Exercise description
Swap "monk's arm" for "monk's hand" throughout the records below and reproduce every line, leaving everything else unchanged.

Supplied material
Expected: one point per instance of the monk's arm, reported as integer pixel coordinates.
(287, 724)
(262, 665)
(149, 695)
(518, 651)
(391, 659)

Answer to this exercise
Expected: one point per instance of the monk's hand, reported as integer pixel coordinates.
(287, 724)
(262, 665)
(149, 695)
(518, 651)
(391, 659)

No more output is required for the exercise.